- Provided material
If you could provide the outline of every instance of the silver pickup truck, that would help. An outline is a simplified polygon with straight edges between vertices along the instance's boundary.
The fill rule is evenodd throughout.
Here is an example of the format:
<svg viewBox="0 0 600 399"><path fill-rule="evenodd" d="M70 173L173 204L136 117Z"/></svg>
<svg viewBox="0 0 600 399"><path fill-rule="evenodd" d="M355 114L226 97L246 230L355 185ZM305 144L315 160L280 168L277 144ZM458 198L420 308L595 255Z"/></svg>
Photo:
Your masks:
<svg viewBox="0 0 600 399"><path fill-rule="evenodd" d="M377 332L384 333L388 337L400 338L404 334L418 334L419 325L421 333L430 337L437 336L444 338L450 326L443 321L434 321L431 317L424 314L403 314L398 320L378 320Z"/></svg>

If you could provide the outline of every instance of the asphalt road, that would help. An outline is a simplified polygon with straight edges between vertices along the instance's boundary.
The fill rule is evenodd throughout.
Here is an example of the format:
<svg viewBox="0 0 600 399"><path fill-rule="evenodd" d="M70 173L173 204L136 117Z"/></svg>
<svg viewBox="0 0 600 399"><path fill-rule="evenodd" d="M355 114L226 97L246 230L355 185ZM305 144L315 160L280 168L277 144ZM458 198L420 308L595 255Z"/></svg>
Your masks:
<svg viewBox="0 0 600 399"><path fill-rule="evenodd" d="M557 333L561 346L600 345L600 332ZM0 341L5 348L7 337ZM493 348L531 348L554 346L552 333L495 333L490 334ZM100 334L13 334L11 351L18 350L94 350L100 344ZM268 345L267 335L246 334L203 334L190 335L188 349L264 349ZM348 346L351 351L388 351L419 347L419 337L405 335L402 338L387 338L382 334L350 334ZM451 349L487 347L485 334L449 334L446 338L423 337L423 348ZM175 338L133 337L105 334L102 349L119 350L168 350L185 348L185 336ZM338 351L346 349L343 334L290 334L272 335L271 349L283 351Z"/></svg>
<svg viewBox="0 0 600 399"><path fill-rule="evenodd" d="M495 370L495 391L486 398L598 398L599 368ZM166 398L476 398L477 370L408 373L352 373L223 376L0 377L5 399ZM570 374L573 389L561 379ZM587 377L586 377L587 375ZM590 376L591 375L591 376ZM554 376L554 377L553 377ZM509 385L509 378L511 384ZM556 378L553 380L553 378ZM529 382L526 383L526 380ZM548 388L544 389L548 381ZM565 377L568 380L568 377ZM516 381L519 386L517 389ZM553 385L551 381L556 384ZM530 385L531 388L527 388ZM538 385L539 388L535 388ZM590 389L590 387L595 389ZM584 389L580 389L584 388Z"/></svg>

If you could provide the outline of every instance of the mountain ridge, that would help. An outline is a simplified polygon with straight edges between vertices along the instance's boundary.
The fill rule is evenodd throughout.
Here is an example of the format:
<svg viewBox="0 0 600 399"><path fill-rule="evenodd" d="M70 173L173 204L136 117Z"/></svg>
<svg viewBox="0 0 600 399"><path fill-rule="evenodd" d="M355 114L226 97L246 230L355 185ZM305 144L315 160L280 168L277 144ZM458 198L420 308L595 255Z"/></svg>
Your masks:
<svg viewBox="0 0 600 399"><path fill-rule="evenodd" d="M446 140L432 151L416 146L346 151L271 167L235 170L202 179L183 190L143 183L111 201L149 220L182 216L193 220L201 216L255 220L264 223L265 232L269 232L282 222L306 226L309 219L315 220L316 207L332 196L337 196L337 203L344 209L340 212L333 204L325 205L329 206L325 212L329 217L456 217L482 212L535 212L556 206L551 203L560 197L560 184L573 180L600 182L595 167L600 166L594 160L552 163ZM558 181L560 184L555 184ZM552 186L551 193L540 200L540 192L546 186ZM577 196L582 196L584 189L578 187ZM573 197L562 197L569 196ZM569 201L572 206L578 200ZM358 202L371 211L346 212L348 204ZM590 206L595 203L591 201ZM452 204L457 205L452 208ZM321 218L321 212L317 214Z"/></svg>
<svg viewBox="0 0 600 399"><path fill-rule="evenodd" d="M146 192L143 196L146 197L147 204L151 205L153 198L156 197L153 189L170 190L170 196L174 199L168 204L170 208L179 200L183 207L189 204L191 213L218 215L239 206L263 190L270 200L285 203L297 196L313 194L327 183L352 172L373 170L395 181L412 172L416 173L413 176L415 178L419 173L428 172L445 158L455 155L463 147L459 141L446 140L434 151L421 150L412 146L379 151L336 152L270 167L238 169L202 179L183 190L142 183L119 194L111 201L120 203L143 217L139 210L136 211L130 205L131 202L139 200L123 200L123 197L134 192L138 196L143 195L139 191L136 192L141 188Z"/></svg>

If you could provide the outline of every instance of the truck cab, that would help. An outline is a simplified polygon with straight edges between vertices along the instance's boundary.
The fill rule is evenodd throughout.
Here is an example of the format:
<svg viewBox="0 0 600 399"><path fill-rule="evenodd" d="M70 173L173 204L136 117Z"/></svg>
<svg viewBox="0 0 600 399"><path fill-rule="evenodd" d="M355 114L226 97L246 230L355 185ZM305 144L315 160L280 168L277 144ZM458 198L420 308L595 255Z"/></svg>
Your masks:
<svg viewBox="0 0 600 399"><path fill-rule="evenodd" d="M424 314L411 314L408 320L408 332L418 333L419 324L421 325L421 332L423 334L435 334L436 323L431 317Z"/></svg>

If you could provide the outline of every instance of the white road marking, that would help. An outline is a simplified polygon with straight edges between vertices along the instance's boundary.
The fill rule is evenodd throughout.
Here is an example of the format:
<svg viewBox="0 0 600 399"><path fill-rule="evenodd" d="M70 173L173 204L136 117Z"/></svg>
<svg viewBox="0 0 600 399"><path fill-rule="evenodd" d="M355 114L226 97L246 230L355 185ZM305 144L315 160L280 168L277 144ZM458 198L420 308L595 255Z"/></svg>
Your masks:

- Problem details
Copy out each line of the material and keep every word unchanged.

- Expected answer
If you could provide the outline of every instance of the silver pickup truck, that would help. An outline is a simplified polygon with straight edges between vertices along the instance's boundary.
The fill rule is evenodd throughout.
Here is an example of the format:
<svg viewBox="0 0 600 399"><path fill-rule="evenodd" d="M70 173L173 204L136 117Z"/></svg>
<svg viewBox="0 0 600 399"><path fill-rule="evenodd" d="M355 114L226 97L246 230L355 185ZM305 144L315 160L280 168L277 144ZM458 198L420 308L595 255Z"/></svg>
Photo:
Your masks:
<svg viewBox="0 0 600 399"><path fill-rule="evenodd" d="M377 332L384 333L388 337L400 338L404 334L418 334L419 325L421 333L430 337L437 336L444 338L450 326L443 321L434 321L431 317L424 314L403 314L398 320L378 320Z"/></svg>

If you could provide the outline of every instance of the asphalt road, that would help. An outline is a simplified polygon with straight edges between vertices along the instance's boundary.
The fill rule is evenodd throughout.
Here is an example of the format:
<svg viewBox="0 0 600 399"><path fill-rule="evenodd" d="M70 173L173 204L136 117Z"/></svg>
<svg viewBox="0 0 600 399"><path fill-rule="evenodd" d="M355 114L226 97L246 230L355 185ZM305 144L315 160L280 168L277 144ZM458 198L420 308L595 255Z"/></svg>
Your masks:
<svg viewBox="0 0 600 399"><path fill-rule="evenodd" d="M557 333L561 346L600 345L600 332ZM0 341L5 348L7 337ZM493 348L531 348L554 346L552 333L495 333L490 334ZM100 334L13 334L11 351L18 350L94 350L100 344ZM268 345L267 335L246 334L203 334L190 335L188 349L264 349ZM348 346L351 351L388 351L419 347L419 337L405 335L402 338L387 338L382 334L350 334ZM451 349L487 347L485 334L449 334L446 338L423 337L423 348ZM175 338L133 337L105 334L102 349L119 350L168 350L185 348L185 336ZM338 351L346 349L343 334L290 334L272 335L271 349L283 351Z"/></svg>
<svg viewBox="0 0 600 399"><path fill-rule="evenodd" d="M495 370L495 391L486 398L598 398L599 368ZM166 398L476 398L477 370L408 373L352 373L223 376L0 377L5 399ZM570 374L573 389L561 379ZM587 377L586 377L587 375ZM590 376L591 375L591 376ZM554 376L554 377L553 377ZM509 385L509 378L511 384ZM556 378L553 380L553 378ZM529 382L526 383L526 380ZM548 388L544 389L548 381ZM565 377L568 380L568 377ZM516 381L519 386L517 389ZM553 385L551 381L556 384ZM530 385L531 388L527 388ZM538 385L539 388L535 388ZM590 389L590 387L595 389ZM584 389L580 389L584 388Z"/></svg>

If you could provide the outline of every instance of the mountain ridge, that would help. An outline is a simplified polygon with straight edges between vertices along the instance's boundary.
The fill rule is evenodd throughout.
Here is an example of the format:
<svg viewBox="0 0 600 399"><path fill-rule="evenodd" d="M70 173L173 204L136 117Z"/></svg>
<svg viewBox="0 0 600 399"><path fill-rule="evenodd" d="M355 114L226 97L246 230L355 185ZM305 144L315 160L280 168L277 144ZM458 198L420 308L595 255Z"/></svg>
Your masks:
<svg viewBox="0 0 600 399"><path fill-rule="evenodd" d="M446 140L432 151L416 146L346 151L271 167L235 170L202 179L183 190L143 183L111 201L149 220L182 216L193 220L201 216L255 220L264 223L265 232L269 232L282 222L306 226L309 219L315 220L316 207L332 196L337 196L337 203L344 209L340 212L333 204L325 205L329 206L325 212L329 217L456 217L482 212L535 212L556 206L551 203L560 197L560 184L573 180L600 182L595 167L600 166L594 160L552 163ZM558 181L560 184L555 184ZM552 186L551 193L540 200L540 192L546 186ZM577 196L582 196L584 189L578 187ZM573 197L562 197L569 196ZM569 201L572 206L578 200ZM358 202L371 211L346 212L348 204ZM590 206L595 203L591 201ZM452 204L457 205L452 208ZM321 218L321 212L317 214Z"/></svg>
<svg viewBox="0 0 600 399"><path fill-rule="evenodd" d="M146 192L143 196L146 197L147 204L151 205L153 198L156 197L153 189L170 190L170 196L174 199L168 204L170 208L179 200L183 207L189 204L191 213L218 215L239 206L263 190L270 200L285 203L297 196L313 194L327 183L352 172L373 170L395 181L412 172L416 173L413 176L415 178L419 173L428 172L445 158L455 155L463 147L459 141L446 140L434 151L421 150L412 146L379 151L336 152L270 167L238 169L202 179L183 190L142 183L119 194L111 201L120 203L143 217L139 210L136 211L130 205L131 202L139 200L123 200L123 197L134 192L138 196L143 195L139 191L136 192L141 188Z"/></svg>

If you could provide the outline of every instance of the truck cab, that would help. An outline is a simplified polygon with straight edges between vertices along the instance's boundary.
The fill rule is evenodd throughout.
Here is an example of the format:
<svg viewBox="0 0 600 399"><path fill-rule="evenodd" d="M70 173L173 204L136 117Z"/></svg>
<svg viewBox="0 0 600 399"><path fill-rule="evenodd" d="M355 114L226 97L246 230L355 185ZM305 144L315 160L280 168L277 144ZM458 198L420 308L595 255Z"/></svg>
Your masks:
<svg viewBox="0 0 600 399"><path fill-rule="evenodd" d="M424 314L411 314L408 320L408 332L418 333L419 324L421 325L421 332L423 334L435 334L436 323L431 317Z"/></svg>

If you could provide the outline of every instance of the white road marking, that would help. An outline is a simplified polygon with straight edges between vertices along the instance's boundary.
The fill rule is evenodd throughout.
Here is an example of the format:
<svg viewBox="0 0 600 399"><path fill-rule="evenodd" d="M70 173L173 204L136 117Z"/></svg>
<svg viewBox="0 0 600 399"><path fill-rule="evenodd" d="M355 114L226 97L246 230L355 185ZM305 144L315 160L280 168L277 144ZM458 198L420 308L595 255Z"/></svg>
Your masks:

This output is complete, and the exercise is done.